Stated goal
Turn the entries from the line containing "task: mark the region of the white sneaker" through the end of the entries into a Markdown table with the columns Row and Text, skipping blank lines. Leave the pictures out of the table.

---------------

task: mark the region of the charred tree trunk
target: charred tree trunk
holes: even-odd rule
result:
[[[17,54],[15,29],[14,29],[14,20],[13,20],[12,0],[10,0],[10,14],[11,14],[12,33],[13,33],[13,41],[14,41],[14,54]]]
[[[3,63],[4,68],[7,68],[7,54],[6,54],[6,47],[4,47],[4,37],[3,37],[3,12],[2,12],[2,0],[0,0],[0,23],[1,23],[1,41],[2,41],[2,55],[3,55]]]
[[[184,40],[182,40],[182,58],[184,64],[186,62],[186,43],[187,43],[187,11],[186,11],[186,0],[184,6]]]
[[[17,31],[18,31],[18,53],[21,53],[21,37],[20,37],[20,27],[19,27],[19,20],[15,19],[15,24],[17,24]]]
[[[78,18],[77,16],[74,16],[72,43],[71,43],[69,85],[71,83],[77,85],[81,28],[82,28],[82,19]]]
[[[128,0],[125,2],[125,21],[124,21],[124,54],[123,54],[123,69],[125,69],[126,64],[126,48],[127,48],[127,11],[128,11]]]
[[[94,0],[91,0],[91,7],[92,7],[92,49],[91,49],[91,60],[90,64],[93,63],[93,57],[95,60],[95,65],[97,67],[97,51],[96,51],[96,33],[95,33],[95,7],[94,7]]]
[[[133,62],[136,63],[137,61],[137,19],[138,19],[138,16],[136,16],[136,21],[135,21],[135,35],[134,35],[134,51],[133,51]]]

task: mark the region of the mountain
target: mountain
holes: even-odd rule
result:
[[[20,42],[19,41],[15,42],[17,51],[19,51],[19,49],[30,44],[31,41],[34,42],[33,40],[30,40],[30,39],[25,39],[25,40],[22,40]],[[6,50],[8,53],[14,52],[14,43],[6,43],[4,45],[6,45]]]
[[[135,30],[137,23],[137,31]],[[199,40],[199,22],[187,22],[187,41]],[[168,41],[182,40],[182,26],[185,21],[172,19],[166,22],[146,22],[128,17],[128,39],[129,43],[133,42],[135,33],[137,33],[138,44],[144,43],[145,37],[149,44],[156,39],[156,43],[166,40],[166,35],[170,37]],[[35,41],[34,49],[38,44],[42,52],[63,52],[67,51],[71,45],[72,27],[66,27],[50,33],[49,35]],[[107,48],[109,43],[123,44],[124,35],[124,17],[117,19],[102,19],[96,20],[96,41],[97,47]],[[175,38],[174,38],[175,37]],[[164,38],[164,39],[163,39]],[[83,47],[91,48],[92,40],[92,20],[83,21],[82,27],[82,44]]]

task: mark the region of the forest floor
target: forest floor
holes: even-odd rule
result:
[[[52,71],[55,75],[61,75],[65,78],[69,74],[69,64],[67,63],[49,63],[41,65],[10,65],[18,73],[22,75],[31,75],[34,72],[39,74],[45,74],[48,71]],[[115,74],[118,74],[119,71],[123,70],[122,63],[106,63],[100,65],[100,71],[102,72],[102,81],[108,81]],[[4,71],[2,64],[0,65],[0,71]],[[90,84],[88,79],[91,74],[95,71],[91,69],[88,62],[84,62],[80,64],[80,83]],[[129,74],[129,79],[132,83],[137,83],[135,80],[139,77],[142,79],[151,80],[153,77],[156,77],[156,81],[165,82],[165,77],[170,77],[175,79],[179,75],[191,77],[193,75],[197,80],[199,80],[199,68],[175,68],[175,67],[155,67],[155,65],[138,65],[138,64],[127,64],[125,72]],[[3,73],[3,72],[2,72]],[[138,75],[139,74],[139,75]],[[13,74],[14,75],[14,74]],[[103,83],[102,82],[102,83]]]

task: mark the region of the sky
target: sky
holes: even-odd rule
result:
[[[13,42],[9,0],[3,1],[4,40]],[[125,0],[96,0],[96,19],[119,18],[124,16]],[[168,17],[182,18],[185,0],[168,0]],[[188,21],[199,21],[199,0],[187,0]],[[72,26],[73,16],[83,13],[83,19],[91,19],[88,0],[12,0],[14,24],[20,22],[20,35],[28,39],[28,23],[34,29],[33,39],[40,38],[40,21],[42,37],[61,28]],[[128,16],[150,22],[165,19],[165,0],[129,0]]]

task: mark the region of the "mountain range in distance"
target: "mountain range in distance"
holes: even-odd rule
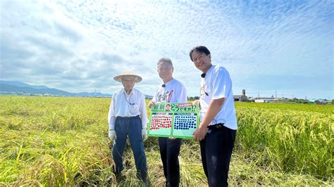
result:
[[[81,97],[112,97],[112,94],[100,92],[71,93],[60,89],[49,88],[44,85],[32,85],[18,81],[0,80],[0,94],[26,96],[55,96]]]

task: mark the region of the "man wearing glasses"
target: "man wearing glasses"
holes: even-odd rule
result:
[[[171,59],[163,58],[158,61],[158,74],[163,83],[158,86],[151,108],[155,103],[187,103],[187,89],[183,84],[173,78],[174,67]],[[180,165],[178,155],[182,141],[180,138],[159,138],[160,156],[163,165],[166,186],[178,186]]]
[[[116,164],[115,174],[119,177],[124,169],[123,157],[128,136],[135,157],[137,176],[147,184],[147,166],[143,141],[147,138],[146,129],[149,120],[145,96],[133,88],[135,83],[142,81],[142,77],[131,72],[125,72],[113,79],[122,82],[123,86],[113,94],[108,115],[109,136],[111,141],[114,141],[113,157]]]
[[[200,98],[201,124],[194,132],[199,141],[202,162],[209,186],[227,186],[232,150],[237,131],[232,82],[225,67],[213,65],[210,51],[196,46],[190,52],[202,74]]]

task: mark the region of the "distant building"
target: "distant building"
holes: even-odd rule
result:
[[[242,90],[242,95],[234,95],[234,101],[240,101],[240,102],[245,102],[247,101],[247,97],[246,96],[246,90],[243,89]]]

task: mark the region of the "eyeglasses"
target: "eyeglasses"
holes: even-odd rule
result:
[[[171,67],[158,68],[158,72],[168,71],[171,69]]]

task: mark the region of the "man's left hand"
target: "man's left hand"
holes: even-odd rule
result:
[[[202,141],[206,135],[206,128],[198,128],[194,131],[192,135],[194,135],[194,139],[196,141]]]
[[[146,134],[146,129],[142,129],[142,141],[145,141],[147,139],[147,135]]]

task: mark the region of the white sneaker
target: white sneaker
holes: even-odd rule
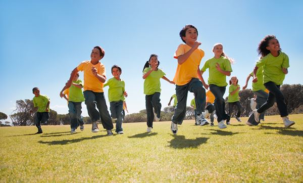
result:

---------------

Finished exercise
| Row | Text |
|---|---|
| 1 | task: mark the region of the white sneaker |
| 2 | target: white sneaker |
| 3 | holes: even-odd rule |
| 4 | result: |